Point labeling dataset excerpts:

>> Start

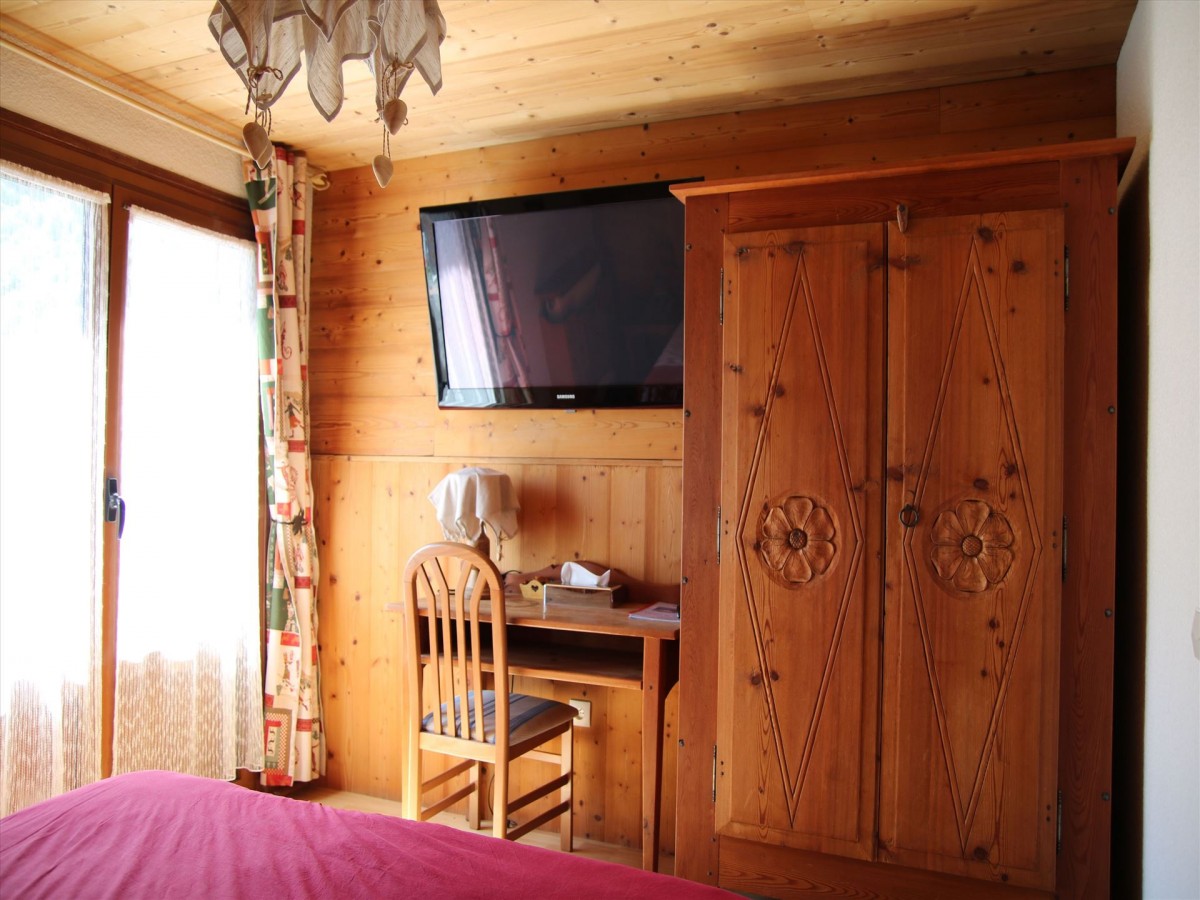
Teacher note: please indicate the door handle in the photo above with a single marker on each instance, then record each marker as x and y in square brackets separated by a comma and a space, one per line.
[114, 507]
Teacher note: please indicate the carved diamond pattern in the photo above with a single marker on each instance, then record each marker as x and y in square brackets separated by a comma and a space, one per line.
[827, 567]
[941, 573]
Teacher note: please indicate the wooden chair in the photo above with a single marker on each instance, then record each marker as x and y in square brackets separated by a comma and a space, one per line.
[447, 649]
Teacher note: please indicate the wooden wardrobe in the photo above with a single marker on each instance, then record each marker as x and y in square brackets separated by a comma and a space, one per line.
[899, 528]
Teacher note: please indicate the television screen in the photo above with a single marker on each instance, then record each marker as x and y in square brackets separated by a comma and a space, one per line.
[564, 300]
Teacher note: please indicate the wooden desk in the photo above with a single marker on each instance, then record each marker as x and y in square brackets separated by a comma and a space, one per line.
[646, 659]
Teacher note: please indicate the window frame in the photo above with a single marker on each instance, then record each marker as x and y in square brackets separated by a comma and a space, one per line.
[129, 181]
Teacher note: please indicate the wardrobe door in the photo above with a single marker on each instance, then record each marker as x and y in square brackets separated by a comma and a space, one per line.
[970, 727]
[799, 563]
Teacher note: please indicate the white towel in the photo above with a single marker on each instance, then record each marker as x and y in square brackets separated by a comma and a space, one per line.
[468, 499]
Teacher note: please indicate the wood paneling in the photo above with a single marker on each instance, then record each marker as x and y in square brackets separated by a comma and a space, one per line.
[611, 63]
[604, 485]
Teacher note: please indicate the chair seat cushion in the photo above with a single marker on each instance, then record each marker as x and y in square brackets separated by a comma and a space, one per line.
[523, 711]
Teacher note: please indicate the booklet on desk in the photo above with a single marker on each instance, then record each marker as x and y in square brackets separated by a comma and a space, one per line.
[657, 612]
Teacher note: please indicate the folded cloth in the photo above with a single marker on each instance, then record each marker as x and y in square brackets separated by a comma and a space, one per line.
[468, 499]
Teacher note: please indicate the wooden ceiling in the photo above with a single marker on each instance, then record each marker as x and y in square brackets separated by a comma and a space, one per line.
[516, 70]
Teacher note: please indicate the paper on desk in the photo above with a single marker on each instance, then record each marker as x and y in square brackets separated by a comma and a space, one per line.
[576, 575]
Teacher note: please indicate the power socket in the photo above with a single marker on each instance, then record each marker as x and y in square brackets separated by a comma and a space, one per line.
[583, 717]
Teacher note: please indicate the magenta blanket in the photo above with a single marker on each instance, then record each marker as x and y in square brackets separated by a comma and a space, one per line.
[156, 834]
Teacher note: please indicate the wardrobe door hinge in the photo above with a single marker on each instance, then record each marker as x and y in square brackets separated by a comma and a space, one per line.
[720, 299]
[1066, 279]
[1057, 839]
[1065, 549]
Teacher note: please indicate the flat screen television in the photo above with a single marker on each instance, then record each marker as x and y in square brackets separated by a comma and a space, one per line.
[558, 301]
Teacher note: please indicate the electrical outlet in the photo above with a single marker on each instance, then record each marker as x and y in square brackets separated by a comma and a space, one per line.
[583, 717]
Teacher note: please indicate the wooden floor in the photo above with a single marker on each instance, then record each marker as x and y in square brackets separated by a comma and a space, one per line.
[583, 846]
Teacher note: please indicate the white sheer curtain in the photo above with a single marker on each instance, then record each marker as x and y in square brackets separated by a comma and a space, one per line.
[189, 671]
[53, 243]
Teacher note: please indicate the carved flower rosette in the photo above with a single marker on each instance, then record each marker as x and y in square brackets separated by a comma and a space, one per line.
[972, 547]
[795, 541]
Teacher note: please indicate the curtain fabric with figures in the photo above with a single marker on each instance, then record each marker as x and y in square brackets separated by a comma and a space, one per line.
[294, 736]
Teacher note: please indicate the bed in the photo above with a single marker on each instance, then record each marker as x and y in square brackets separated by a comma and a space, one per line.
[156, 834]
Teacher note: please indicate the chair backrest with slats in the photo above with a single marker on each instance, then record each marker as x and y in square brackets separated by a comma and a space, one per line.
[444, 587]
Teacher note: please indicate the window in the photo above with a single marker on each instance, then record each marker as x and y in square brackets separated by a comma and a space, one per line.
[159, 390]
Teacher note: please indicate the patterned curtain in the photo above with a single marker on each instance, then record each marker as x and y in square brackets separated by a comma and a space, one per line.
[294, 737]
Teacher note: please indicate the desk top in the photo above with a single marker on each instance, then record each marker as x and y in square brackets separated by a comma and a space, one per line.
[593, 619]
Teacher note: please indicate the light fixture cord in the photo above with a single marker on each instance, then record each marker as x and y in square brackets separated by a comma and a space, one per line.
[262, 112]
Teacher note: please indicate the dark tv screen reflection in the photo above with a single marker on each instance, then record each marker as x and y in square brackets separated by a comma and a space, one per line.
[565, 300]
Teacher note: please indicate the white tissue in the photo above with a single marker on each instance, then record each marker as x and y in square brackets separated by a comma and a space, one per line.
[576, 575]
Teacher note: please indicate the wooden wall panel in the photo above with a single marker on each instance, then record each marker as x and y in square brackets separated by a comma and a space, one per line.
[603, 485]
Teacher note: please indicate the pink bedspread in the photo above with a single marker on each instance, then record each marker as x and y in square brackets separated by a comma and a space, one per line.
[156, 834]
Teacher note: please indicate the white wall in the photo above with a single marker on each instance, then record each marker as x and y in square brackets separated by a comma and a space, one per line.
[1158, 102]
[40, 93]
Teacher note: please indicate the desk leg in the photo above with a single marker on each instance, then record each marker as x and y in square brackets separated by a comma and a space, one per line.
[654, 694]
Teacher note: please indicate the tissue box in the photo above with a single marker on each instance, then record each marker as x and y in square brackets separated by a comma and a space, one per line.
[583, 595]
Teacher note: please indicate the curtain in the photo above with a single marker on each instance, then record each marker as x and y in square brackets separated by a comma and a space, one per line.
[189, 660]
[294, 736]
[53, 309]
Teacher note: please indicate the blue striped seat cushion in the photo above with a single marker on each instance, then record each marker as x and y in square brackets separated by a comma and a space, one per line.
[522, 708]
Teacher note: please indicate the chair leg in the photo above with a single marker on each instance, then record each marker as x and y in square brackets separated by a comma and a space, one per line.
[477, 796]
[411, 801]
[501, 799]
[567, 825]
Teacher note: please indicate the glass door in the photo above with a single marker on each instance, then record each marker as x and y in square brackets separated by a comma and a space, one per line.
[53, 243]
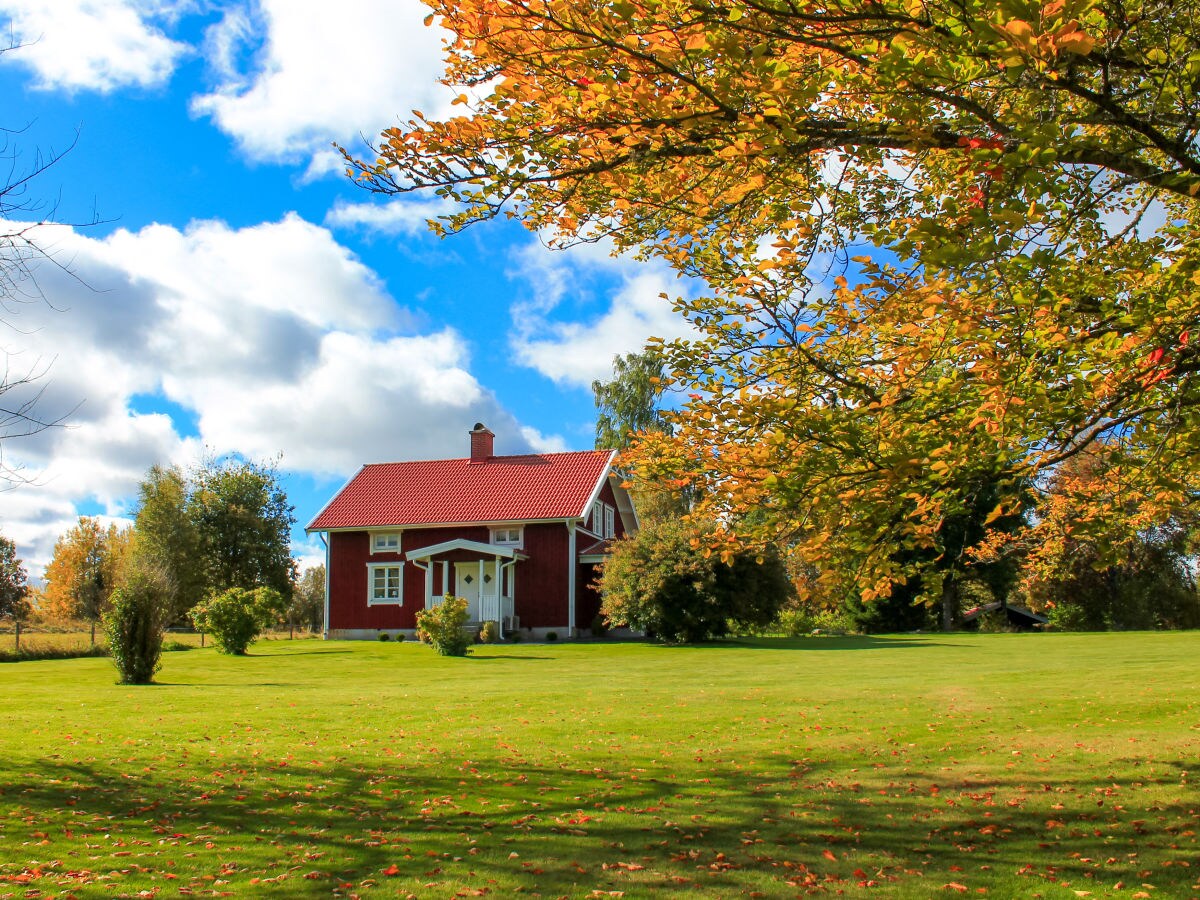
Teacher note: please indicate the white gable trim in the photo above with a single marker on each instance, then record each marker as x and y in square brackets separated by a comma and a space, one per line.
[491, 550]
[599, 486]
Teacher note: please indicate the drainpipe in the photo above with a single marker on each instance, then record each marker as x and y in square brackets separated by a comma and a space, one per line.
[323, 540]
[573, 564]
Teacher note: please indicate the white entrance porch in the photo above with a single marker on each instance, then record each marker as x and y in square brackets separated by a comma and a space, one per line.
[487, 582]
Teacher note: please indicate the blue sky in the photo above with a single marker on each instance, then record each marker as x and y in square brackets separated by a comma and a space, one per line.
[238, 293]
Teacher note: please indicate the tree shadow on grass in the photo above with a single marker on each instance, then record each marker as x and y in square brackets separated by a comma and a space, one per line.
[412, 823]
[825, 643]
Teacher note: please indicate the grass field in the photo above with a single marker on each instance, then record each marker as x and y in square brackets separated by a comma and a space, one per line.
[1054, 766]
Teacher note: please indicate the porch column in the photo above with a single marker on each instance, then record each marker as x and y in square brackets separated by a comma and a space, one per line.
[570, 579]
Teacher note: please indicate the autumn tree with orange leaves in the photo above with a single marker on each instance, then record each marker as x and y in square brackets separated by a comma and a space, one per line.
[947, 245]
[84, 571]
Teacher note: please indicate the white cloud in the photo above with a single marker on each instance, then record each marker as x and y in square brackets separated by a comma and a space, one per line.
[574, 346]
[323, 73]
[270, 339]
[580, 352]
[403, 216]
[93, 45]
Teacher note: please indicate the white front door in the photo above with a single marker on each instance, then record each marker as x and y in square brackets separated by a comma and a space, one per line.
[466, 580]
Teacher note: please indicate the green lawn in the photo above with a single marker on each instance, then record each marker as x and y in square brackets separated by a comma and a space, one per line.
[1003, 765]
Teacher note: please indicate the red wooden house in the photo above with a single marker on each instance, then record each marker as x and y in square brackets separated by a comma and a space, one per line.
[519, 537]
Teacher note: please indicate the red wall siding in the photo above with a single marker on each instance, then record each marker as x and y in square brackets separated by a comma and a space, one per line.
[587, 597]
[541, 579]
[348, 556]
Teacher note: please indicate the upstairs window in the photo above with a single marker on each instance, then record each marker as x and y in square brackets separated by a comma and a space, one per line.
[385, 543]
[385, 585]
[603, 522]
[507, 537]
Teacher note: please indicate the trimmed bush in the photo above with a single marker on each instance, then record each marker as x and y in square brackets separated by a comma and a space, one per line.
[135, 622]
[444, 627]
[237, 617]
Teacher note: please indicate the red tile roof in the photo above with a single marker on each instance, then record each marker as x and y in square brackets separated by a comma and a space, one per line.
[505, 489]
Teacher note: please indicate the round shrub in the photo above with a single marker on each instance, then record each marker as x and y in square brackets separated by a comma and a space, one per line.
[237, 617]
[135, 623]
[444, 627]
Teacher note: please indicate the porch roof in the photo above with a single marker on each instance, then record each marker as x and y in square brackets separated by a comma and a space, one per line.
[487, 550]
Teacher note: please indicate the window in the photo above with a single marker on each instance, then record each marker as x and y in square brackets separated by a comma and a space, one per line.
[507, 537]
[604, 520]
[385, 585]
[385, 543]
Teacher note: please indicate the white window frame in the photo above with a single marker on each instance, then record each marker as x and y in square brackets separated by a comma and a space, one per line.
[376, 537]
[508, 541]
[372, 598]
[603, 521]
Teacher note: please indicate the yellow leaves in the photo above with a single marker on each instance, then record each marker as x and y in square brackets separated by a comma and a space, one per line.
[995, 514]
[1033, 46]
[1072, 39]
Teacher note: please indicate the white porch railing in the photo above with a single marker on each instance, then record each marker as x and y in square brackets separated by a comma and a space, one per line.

>> End

WHAT IS BEING ASKED> The lines to reproduce run from the one that contains "Teacher note: please indicate the upstairs" through the last line above; copy them exactly.

EXPECTED ANSWER>
Teacher note: please indicate the upstairs window in the photo above with a single marker on each instance, then record each marker as x and y in square brackets separated by a comma and a space, one per line.
[385, 543]
[385, 585]
[603, 522]
[507, 537]
Teacher note: please indicate the trimmed bush in the photo above with a single marker on each instance, then record each marker as x and y in square brackets separated by a comma and a space, one per line.
[135, 622]
[444, 627]
[237, 617]
Teacher note: please indicate the red tile roof in the photo above with a single marker on each instance, then record each marker as x and y in square brackets separated by a comma and a space, one per line.
[505, 489]
Teacher note: please indicate the round shrub in the photo above with a single marker on each instance, then record each marker as x and y in square brackets separated by a comma and a space, one per line.
[237, 617]
[135, 623]
[444, 627]
Teacher note: please indicate the porch roof in the photo above with a single marker on each instance, then record each marker as x and y in square brackets separated by a comma and a space, one per line.
[487, 550]
Teacher note: please indicate the window in the photo above with a single marker on each instance, then record each marker as x and y in square brackets separated by a comma and a space, one per line.
[507, 537]
[604, 520]
[385, 585]
[385, 543]
Teacher note: please indicate the white window frame in the photo above with a single marker on each instance, then record each marker as x and y in square brackets separated by a comma and a space, one per line.
[376, 537]
[508, 541]
[372, 598]
[603, 521]
Teacher note: please indicate the yellow leaves in the photo above with a single marker on each instance, then record each marker as x and y in square brackets separated by a comma and a space, one per line.
[995, 514]
[1033, 46]
[1072, 39]
Teacher note: please indicate the white porch railing in the photo above with a single marker on each instance, then record each marker as x and y in square brackets separated by a comma and a space, one per line.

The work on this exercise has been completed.